*Description of the task*
Could you copy every record exactly as it appears?

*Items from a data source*
########################################
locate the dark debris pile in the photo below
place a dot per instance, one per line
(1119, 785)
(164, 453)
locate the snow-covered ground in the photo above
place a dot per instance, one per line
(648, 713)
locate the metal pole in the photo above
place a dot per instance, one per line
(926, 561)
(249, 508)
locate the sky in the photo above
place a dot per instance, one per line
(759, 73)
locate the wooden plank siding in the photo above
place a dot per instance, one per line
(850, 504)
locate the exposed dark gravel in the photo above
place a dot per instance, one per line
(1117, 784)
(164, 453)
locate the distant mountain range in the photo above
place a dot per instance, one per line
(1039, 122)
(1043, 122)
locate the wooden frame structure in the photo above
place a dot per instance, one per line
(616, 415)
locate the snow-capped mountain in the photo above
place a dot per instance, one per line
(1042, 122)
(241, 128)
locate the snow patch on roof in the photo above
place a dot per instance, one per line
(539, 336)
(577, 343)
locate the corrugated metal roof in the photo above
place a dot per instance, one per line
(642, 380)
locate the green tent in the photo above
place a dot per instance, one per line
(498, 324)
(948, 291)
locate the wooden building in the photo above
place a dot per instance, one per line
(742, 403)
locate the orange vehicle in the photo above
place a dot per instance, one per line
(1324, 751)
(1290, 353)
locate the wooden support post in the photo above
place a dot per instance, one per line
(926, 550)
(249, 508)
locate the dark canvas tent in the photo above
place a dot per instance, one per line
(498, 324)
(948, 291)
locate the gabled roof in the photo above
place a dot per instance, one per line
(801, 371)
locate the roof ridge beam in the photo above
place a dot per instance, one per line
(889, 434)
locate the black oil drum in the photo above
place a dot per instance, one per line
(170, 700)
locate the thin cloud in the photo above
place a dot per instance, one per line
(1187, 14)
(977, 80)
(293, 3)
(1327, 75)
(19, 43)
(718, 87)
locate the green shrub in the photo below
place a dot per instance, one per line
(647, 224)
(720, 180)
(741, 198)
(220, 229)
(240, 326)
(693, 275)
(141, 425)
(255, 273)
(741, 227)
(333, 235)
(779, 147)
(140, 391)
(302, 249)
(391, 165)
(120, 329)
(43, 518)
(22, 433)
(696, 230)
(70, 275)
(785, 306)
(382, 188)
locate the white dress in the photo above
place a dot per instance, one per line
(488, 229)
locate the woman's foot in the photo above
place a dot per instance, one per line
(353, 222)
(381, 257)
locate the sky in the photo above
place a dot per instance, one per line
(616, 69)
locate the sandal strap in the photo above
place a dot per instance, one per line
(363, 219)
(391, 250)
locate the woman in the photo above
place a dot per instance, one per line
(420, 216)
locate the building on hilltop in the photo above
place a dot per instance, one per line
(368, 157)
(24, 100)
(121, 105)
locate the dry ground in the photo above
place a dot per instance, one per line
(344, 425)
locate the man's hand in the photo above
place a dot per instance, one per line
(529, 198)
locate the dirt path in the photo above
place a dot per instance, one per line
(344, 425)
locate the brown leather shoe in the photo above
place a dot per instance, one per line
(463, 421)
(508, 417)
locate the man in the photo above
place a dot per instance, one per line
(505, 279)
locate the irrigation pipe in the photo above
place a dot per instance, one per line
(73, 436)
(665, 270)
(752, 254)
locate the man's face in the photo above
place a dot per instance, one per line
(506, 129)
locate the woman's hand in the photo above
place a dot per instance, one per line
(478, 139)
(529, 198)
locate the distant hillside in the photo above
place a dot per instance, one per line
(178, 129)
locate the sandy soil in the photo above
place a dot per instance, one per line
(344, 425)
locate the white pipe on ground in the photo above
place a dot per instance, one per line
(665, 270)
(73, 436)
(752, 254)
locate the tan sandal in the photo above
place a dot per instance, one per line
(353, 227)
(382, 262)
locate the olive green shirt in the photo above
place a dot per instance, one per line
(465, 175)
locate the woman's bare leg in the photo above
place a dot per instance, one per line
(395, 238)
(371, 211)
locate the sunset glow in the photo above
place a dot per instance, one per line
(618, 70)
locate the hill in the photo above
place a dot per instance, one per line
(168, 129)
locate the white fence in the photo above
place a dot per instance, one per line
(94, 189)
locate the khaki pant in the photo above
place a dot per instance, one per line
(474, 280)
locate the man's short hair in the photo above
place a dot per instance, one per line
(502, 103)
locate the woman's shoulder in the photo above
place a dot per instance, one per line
########################################
*Reply to the exercise*
locate the dark debris pile in the photo below
place a dot per instance, one per line
(1119, 785)
(164, 453)
locate the snow-covered ground in the photo above
place a dot per instance, one per line
(648, 713)
locate the metal pole in the photo above
place a dot per instance, one per line
(926, 561)
(249, 508)
locate the sky in the photo above
place a dot per instance, one per line
(759, 73)
locate the wooden plank siding in the photo above
place a dot per instance, one per line
(850, 504)
locate the exposed dark gravel in the photo above
place a dot per instance, one per line
(1117, 784)
(164, 453)
locate the distant mountain range in the photo above
place a dot per instance, one per line
(1039, 122)
(1043, 122)
locate the wooden frame structure in the photo above
place a dot per instance, one per line
(616, 415)
locate the snow-capped mountain in the photo above
place a dot per instance, one per line
(1042, 122)
(241, 128)
locate the snow patch on roof in the photo above
place a dot per instance, one per line
(539, 336)
(577, 343)
locate the corrugated metal roof in the photo above
place a dot per instance, one per line
(642, 380)
locate the green tent in the photo above
place a dot per instance, one per line
(498, 324)
(948, 291)
locate the wooden building in the photo above
place a dot per instance, one per line
(742, 403)
locate the orange vehicle in the photo above
place a dot per instance, one per line
(1324, 751)
(1290, 353)
locate the wooden support post in the photo above
place a dot per instance, one per line
(926, 550)
(249, 508)
locate the dark canvas tent in the photo above
place a dot per instance, one per line
(498, 324)
(948, 291)
locate the gabled roof in the photo above
place a dot per instance, one per line
(801, 371)
locate the roof ridge beam in the photo above
place a dot per instance, one per line
(889, 434)
locate the black oil drum in the photo above
place a dot per instance, one per line
(170, 700)
locate the thin cloud in the photo above
place a dot per instance, one per line
(1187, 14)
(977, 80)
(293, 3)
(1327, 75)
(19, 43)
(718, 87)
locate the green shrub in the photo below
place a dot per instance, one per line
(647, 224)
(720, 180)
(741, 198)
(220, 229)
(240, 326)
(693, 275)
(141, 425)
(255, 273)
(741, 227)
(333, 235)
(779, 147)
(140, 391)
(302, 249)
(391, 165)
(120, 329)
(43, 518)
(22, 433)
(696, 230)
(70, 275)
(785, 306)
(382, 188)
locate the white dress in the photo above
place a dot per instance, one per line
(488, 229)
locate the woman's foot in the photo above
place a dot per instance, one per line
(353, 222)
(381, 257)
locate the sky in the photo above
place a dot per instance, one per line
(616, 69)
locate the sandal strap in the photo above
place a dot per instance, one per line
(363, 219)
(391, 250)
locate the woman in the photo above
place a dot per instance, one per line
(420, 216)
locate the building on hilltop in the photo above
place a dot per instance, one per line
(368, 157)
(24, 100)
(121, 105)
locate the dry ground in the photo above
place a dot per instance, one per line
(344, 425)
locate the man's hand in the photo above
place a dot per instance, one per line
(529, 198)
locate the dirt path in the photo above
place a dot per instance, one per line
(344, 425)
locate the brown leather shoe in the photo above
place a dot per instance, one per line
(463, 421)
(508, 417)
locate the man in the photo above
place a dot per instance, one per line
(505, 279)
locate the irrigation pipe in the photo above
place a dot per instance, one per line
(73, 436)
(665, 270)
(752, 254)
locate the man's face in the photo above
place a dot per instance, one per line
(506, 129)
locate the woman's hand in the photo above
place a dot per instance, one per line
(478, 139)
(529, 198)
locate the distant hillside in the photo above
place a dot per instance, one per line
(178, 129)
locate the sandy soil in the photo above
place a dot per instance, one per line
(344, 425)
locate the white pipe on ground in the photo above
place a dot per instance, one per line
(665, 270)
(73, 436)
(752, 254)
locate the tan sandal in the photo above
place a dot per instance, one per line
(353, 227)
(382, 262)
locate the olive green shirt in the photo above
place a dot per instance, one per line
(465, 175)
locate the woman's bare leg in the photo above
place a dot per instance, one per line
(395, 238)
(371, 211)
locate the sunset glow in the photo above
place a dot per instance, one per line
(618, 70)
locate the hill in the photo above
place a dot per instance, one per line
(168, 129)
locate the white fence in the photo above
place a dot per instance, one per line
(94, 189)
locate the khaki pant in the photo above
place a dot per instance, one per line
(474, 280)
locate the man's short hair in the photo above
place a dot per instance, one per line
(502, 103)
locate the woman's shoulder in the photo above
place a dot per instance, one per line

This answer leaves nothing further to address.